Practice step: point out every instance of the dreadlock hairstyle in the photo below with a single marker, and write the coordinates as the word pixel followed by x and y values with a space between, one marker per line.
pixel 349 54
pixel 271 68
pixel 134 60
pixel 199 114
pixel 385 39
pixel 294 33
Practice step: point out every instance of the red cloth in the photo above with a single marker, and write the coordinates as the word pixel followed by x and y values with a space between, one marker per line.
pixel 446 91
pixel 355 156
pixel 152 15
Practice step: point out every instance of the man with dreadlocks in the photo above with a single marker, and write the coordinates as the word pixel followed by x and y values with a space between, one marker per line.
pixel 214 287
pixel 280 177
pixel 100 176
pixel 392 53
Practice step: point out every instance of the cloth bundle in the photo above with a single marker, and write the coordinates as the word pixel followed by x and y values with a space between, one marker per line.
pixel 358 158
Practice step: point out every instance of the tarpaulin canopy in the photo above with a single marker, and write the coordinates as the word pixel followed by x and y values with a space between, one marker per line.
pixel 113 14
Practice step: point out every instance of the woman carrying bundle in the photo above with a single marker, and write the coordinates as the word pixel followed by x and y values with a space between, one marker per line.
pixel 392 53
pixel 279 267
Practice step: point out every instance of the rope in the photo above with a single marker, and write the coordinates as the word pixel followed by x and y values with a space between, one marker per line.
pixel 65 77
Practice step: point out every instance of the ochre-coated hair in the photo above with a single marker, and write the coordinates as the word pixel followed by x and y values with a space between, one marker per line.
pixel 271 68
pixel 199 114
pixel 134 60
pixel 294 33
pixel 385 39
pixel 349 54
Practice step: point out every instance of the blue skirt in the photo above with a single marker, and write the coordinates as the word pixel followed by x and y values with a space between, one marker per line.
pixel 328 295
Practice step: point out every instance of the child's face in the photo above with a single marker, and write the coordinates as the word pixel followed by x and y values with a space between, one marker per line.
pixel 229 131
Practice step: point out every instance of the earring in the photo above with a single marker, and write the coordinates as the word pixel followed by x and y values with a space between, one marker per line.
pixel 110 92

════════

WHAT TO DO: All the material above is to be returned exactly as it stands.

WRITTEN REPLY:
Practice step: point out every instance of the dreadlock hairstyle in the photo below with a single marker, and write the coordinates as the word pixel followed by x and y values with a space between, one marker per line.
pixel 349 54
pixel 271 68
pixel 134 60
pixel 199 114
pixel 385 39
pixel 294 33
Practice step: point out every instance of the red cloth in the photo above with a single marker, and write the coordinates as the word pixel followed by x and y values with a space between, one marker per line.
pixel 446 91
pixel 355 156
pixel 152 15
Practice step: point out every instance of the man with dreadlocks in the photo above with a single marker, and write the coordinates as the word pixel followed by x and y values with a space between, one marker per line.
pixel 214 287
pixel 280 177
pixel 100 176
pixel 392 53
Practice step: point out every instance of the cloth bundle in the photo above with a single marker, and write the coordinates as the word pixel followed by x and y values with a space between, one marker per line.
pixel 358 158
Practice step: point out every instance of the tarpaulin canopy in the photo above with a single marker, and write the coordinates as the word pixel followed by x and y values with a space between, one marker per line.
pixel 113 14
Practice step: point out every instance of the woman carrying bundle in the photo above with a single marker, and write the coordinates as the word pixel followed by x and y values with a space between, one marker per line.
pixel 392 53
pixel 279 267
Practice step: point out every instance of the rope in the photo above with a single marker, and write the coordinates as the word pixel followed by x and y values with a space between, one marker per line.
pixel 65 77
Practice step: point out every instance of the ochre-coated hair in the photo above with a single marker, and write the coordinates as the word pixel followed by x and y values with a space between, one marker per line.
pixel 271 68
pixel 199 114
pixel 134 60
pixel 294 33
pixel 385 39
pixel 349 54
Practice step: point out every instance of the blue skirt in the photo above with a single marker, and write the coordinates as the word pixel followed by x and y values with a space between, one marker per line.
pixel 328 295
Practice step: point out every instance of the child's face in the photo above with a single marker, and write the coordinates as the word pixel followed by x and y values with a space between, one marker per line.
pixel 229 131
Practice step: point out every instance of the earring in the photo above with a single marker, and write the coordinates as the word pixel followed by x and y values with a space between, one marker per line.
pixel 110 92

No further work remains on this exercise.